GIVEN TEXT:

⁂

# ISO TNT Sopaipillas recipe



## Maverick2272 (Jan 5, 2009)

When I was growing up in the Iowa Great Lakes Area, we had a 'Mexican' restaurant that we loved to go to on occasion. First of all, they had these huge 'tacos' that must have weighed at least 5lbs called appropriately enough 'The Insane Taco'. But, most importantly they had a fried sweet bread that I think they called sopapillas.
Thiers was very light and puffy, and served with syrup or honey, and we loved em to death!
I did a search and came up with about a hundred different recipes, so instead of trying to figure out which one would turn out most like these, I decided to ask!
So, does anyone have a TNT sopapilla recipe like what I described?
Thanks!


----------



## QSis (Jan 5, 2009)

Bump

I would like to try making them, too!  The only ones I've ever had were in New Mexico - I fell in love with them!

Lee


----------



## Michelemarie (Jan 5, 2009)

I want in too!


----------



## Alix (Jan 5, 2009)

Dina? You around? We need you my friend.


----------



## Maverick2272 (Jan 5, 2009)

We want em!!!!!! LOL.


----------



## QSis (Jan 5, 2009)

MexicoKaren, perhaps?

Lee


----------



## AllenOK (Jan 5, 2009)

Ok, here's a recipe I have in my files.  It's Caine's, from this website.  I haven't tried it.

Sopapillas
Yields:  
From:  Caine on www.discusscooking.com 

1 ½ c all purpose flour
2 t double-acting baking powder
¾ t salt
2 T shortening
½ c warm water 
Oil for deep frying

	Sift flour, baking powder and salt together into a large bowl. Cut the shortening into the flour until the mixture resembles a coarse meal. Add warm water and mix with the dough until it forms a ball. 
	On lightly floured surface, knead the dough for 5 minutes. Gather it into a ball, and cover with a kitchen towel. Let the dough rest for 15 minutes. 
	Meanwhile, heat oil in a deep fryer or heavy saucepan to 400°F.  Divide the dough in half and roll out each portion into an 8” circle. Cut each circle into four equal wedges. Fry the dough for 3 to 4 minutes, turning gently, until they puff up and turn golden brown. Remove from oil and drain on paper towels. Tradition dictates breaking one open, drizzling honey inside, and eating.

Also, several months ago, I bought what I thought was a bag of Masa Harina, and it ended up being a bag of Harina de Tortillas.  Basically, it's a self-rising flour mix used to make flour tortillas.  There was a Sopapilla recipe on the bag.  I've made it twice, the most recently was two nights ago.  For a "bagged mix" (yes, I used a bagged mix, please forgive me!), it was pretty good.  My kids went nuts for them.

⁂

DATA BLOCK:
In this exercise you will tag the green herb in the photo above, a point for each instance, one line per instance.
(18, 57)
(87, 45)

⁂

TASKS FOR THIS EXERCISE:
#1 Please answer these from the sopapilla thread:
(a) Where did Maverick2272 grow up?
(b) Where did QSis eat the only sopapillas QSis had ever had?
(c) In Caine's recipe, how hot should the oil be for frying?
#2 Write the next part of the sopapilla recipe thread, picking up after its final post.

RESULTS:
#1
(a) The Iowa Great Lakes Area
(b) New Mexico
(c) 400°F

#2
----------



## Katie H (Jan 5, 2009)

I have a recipe I used for an all-Mexican birthday party for Buck a hundred years ago.  They were awesome and there weren't any left after the party.  I still have the recipe but I'll have to dig it out.  Give me a little while and I'll share it.


----------



## Maverick2272 (Jan 5, 2009)

Cool thanks guys. Now just one question, the ones I had (I just remembered the name of the restaurant it is Mrs. Lady's) were soft, puffy, and kinda like a light bread inside. They also tasted sweet on their own.
Does this sound like the ones you had?


----------



## Katie H (Jan 5, 2009)

Little bready puffs.  Yes, mildly sweet.  Sometimes dusted with powdered sugar.


----------



## Maverick2272 (Jan 5, 2009)

In that case... you have my undivided attention, LOL.


----------



## PieSusan (Jan 5, 2009)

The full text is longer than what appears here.